-- YOUR INSTRUCTIONS --
Copy out the records below word for word, omitting the pictures.

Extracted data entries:
========
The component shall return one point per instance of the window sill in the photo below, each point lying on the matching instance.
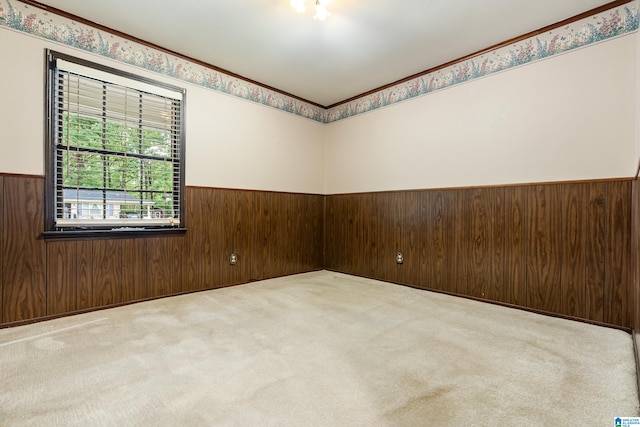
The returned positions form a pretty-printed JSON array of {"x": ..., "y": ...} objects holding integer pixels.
[{"x": 115, "y": 233}]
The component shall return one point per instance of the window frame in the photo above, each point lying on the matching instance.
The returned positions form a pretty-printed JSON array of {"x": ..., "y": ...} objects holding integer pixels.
[{"x": 54, "y": 232}]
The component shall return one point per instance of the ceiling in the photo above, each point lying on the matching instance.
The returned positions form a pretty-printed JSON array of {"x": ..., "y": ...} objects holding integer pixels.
[{"x": 363, "y": 45}]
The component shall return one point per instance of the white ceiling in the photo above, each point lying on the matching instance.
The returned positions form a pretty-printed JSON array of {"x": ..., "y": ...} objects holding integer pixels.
[{"x": 363, "y": 45}]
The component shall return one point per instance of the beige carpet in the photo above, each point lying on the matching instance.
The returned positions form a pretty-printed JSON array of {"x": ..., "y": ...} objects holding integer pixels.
[{"x": 317, "y": 349}]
========
-- COMPLETE RESPONSE --
The component shall return one point per instance of the window sill in the photo below, each point lying on the matching instance.
The returned positions form a pretty-printed JSON array of {"x": ..., "y": ...} objects holding integer pixels.
[{"x": 115, "y": 233}]
The component shall return one point per instance of the window frame in the photo above, each point lying on the matching instance.
The returned positions form a pretty-printed JSON array of {"x": ..., "y": ...} objects holding integer pixels.
[{"x": 54, "y": 232}]
The component shall return one point per instance of the ceiling in the photo above, each point lying on the matching instance.
The returned positions form a pretty-printed JSON array of {"x": ..., "y": ...} objects holding integer pixels.
[{"x": 363, "y": 45}]
The component shall return one point per instance of the white ceiling in the photo above, each point lying on the matching instance.
The returned positions form a pretty-printed JSON array of {"x": ..., "y": ...} objects holding integer pixels.
[{"x": 363, "y": 45}]
The component shall return one point per instance of the beige carpet in the photo above, each point lying on the matching instance.
The returned positions form a pretty-printed JSON array of {"x": ..., "y": ...} objects holding integer pixels.
[{"x": 317, "y": 349}]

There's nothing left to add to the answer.